[Start of section]

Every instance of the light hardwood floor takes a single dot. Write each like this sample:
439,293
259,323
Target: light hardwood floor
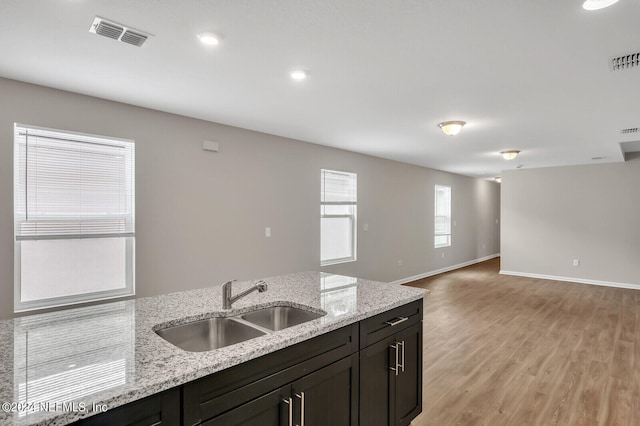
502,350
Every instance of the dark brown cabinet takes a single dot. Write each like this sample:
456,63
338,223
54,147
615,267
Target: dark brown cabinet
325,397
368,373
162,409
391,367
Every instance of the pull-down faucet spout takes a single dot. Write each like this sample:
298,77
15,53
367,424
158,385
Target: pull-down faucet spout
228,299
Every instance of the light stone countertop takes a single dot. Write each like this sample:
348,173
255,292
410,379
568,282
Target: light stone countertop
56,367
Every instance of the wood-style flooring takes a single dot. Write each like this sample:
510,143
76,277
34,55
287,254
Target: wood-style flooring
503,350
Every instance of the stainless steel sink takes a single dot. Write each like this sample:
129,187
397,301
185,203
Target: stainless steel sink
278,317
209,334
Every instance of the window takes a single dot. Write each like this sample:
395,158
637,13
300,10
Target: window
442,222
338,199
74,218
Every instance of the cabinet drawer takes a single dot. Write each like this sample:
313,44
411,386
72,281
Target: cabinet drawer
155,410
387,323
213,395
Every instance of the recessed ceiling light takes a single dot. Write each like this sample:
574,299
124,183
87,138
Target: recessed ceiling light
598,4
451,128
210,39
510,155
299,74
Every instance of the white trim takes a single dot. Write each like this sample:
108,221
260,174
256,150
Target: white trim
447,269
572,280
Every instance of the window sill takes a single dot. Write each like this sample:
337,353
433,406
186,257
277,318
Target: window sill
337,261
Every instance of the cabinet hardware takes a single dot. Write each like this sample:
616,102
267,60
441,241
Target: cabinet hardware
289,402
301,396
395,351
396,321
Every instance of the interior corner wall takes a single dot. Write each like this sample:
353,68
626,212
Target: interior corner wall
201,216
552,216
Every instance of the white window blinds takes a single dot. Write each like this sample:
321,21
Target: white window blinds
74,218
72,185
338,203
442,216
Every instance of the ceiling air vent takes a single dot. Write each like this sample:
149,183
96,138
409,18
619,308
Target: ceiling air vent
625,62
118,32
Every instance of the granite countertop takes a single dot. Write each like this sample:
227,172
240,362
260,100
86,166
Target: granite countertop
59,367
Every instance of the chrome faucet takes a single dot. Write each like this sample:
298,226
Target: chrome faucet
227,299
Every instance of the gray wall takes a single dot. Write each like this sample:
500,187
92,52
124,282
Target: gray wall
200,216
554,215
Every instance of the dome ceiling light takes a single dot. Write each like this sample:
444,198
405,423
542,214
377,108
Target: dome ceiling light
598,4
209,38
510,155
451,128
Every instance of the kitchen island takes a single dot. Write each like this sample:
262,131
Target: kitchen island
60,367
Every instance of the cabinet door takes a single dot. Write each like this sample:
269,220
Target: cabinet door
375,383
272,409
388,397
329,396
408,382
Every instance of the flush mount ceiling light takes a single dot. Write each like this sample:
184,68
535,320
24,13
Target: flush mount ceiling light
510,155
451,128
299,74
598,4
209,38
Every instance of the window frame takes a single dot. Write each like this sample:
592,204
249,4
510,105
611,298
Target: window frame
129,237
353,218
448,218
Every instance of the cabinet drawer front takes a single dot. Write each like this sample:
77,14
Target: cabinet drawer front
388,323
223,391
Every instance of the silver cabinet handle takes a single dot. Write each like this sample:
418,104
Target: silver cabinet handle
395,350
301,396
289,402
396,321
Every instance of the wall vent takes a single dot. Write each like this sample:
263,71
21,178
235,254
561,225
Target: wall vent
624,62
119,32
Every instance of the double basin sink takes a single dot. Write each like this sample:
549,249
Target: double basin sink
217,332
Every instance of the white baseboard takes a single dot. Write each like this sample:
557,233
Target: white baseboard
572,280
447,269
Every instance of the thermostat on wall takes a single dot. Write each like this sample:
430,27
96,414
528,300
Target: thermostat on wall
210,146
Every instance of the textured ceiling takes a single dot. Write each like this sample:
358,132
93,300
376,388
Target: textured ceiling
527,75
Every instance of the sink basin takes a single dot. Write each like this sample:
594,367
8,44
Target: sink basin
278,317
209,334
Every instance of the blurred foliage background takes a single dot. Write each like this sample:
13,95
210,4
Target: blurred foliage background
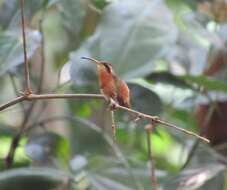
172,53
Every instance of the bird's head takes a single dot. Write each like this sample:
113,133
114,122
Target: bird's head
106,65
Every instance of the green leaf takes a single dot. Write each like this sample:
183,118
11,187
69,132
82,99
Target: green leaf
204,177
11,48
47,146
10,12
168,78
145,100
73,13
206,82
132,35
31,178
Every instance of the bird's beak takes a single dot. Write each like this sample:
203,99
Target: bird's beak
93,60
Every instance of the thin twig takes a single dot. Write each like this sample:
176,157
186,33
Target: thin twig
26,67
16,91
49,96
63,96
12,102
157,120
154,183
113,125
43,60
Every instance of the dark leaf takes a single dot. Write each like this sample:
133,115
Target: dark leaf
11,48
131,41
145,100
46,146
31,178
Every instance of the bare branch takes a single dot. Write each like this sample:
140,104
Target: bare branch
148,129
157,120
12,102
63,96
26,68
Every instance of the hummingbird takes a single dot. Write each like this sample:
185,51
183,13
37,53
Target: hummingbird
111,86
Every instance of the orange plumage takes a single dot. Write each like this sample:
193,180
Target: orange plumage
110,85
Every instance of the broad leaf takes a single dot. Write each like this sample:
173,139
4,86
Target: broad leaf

[End of section]
[Start of section]

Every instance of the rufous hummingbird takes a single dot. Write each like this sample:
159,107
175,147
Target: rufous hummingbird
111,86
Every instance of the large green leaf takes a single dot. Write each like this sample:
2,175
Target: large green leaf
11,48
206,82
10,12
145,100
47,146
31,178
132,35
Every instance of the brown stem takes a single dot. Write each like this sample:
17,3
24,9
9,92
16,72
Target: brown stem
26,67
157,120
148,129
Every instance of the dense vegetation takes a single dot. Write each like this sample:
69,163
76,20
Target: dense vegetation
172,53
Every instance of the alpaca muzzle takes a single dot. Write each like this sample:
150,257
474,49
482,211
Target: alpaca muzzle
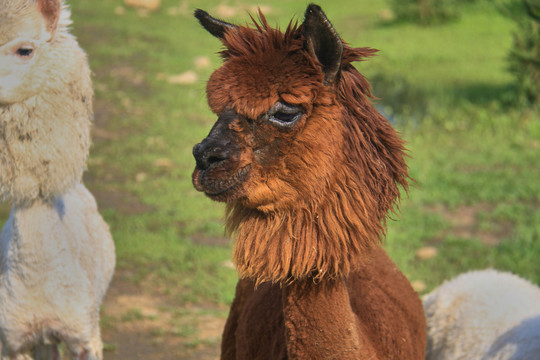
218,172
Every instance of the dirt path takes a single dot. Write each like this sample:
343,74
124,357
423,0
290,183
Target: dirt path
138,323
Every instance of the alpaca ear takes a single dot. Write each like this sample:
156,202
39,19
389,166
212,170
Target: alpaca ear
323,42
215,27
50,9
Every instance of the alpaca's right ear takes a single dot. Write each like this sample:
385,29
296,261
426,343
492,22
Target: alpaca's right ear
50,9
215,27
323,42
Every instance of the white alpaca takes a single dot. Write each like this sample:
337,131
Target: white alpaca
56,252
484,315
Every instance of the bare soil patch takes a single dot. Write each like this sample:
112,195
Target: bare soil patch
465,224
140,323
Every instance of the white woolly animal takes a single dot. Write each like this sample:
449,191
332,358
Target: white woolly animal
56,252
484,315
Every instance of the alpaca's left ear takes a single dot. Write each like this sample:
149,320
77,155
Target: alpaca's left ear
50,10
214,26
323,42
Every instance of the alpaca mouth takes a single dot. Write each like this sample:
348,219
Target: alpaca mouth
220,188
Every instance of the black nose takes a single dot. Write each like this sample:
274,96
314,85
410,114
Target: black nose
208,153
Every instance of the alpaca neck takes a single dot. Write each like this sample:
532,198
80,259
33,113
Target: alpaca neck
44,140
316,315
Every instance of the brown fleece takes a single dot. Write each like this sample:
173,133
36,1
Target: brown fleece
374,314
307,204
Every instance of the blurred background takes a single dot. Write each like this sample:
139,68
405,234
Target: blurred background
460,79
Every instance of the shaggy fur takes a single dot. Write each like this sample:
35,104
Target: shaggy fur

[End of section]
[Start of section]

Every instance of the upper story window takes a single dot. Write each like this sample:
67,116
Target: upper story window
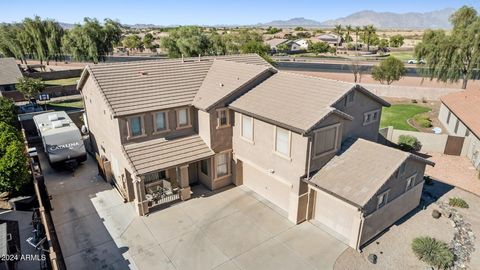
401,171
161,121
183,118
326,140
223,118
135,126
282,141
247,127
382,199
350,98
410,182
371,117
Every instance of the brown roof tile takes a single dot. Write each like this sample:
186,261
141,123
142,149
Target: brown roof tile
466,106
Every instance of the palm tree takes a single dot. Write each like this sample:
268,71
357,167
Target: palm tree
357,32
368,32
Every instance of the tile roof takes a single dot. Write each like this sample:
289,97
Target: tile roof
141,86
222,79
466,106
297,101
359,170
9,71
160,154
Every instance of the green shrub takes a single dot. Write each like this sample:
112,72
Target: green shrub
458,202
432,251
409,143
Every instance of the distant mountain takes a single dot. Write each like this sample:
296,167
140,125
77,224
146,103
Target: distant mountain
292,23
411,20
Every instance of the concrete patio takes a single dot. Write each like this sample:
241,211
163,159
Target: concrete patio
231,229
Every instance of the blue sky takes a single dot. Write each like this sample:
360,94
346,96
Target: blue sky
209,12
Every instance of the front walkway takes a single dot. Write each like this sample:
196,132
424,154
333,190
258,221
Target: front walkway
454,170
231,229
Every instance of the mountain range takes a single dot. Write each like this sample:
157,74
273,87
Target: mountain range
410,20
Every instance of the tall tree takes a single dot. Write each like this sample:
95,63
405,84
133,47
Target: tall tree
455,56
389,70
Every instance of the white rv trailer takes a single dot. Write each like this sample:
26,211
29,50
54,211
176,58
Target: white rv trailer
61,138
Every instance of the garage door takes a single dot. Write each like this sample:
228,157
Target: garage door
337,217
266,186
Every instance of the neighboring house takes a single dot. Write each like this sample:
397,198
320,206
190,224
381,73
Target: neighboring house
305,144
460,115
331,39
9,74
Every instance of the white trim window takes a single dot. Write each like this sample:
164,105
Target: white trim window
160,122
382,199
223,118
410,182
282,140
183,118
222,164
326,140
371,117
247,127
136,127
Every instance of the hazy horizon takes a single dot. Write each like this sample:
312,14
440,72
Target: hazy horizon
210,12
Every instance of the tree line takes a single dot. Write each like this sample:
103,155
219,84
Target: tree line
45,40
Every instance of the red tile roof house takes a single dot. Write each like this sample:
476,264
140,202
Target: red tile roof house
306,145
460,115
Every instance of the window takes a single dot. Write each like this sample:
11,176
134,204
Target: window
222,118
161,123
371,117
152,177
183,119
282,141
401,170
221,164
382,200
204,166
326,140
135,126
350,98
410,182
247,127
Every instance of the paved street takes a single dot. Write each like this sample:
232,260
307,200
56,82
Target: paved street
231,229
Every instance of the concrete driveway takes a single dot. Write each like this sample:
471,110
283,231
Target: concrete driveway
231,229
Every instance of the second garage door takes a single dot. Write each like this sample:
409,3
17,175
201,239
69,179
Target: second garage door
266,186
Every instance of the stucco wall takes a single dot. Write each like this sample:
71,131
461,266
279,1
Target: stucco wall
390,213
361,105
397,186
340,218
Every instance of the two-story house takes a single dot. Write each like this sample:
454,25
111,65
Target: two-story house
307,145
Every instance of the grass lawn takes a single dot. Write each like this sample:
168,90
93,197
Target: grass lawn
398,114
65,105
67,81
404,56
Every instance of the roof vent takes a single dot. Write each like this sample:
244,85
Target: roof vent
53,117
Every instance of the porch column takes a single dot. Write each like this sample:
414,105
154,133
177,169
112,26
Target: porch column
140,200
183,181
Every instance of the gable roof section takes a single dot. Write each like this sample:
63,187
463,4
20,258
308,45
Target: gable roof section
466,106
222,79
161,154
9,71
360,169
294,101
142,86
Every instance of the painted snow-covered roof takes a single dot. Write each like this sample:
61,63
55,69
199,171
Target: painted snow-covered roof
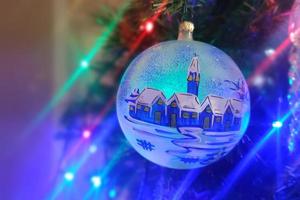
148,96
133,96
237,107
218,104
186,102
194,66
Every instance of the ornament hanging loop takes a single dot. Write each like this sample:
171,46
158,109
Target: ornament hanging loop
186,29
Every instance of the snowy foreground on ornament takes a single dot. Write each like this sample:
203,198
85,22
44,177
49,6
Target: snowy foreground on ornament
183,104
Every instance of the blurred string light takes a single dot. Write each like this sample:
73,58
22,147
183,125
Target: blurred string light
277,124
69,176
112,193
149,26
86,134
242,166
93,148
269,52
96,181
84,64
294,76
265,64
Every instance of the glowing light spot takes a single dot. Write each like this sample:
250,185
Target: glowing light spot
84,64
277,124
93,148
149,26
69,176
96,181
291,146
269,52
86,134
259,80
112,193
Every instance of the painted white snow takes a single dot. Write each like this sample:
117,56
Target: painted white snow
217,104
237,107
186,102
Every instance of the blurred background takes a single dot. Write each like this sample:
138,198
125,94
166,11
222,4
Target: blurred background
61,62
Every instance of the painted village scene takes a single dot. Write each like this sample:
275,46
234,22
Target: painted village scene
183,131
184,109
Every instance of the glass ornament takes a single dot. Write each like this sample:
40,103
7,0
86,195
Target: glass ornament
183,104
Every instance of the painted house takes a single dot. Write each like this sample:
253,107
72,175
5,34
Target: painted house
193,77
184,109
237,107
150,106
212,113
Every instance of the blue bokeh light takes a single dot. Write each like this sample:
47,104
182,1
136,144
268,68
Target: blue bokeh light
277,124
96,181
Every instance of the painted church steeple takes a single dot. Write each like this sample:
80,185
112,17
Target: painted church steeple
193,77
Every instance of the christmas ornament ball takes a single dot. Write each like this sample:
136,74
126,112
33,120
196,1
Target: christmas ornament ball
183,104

[End of section]

#### DIRECTIONS:
Copy every line in the data above that has the string "shaggy" in it.

#### EXPECTED ANSWER:
Every instance of the shaggy fur takes a single dot. Write each like this sample:
Target: shaggy fur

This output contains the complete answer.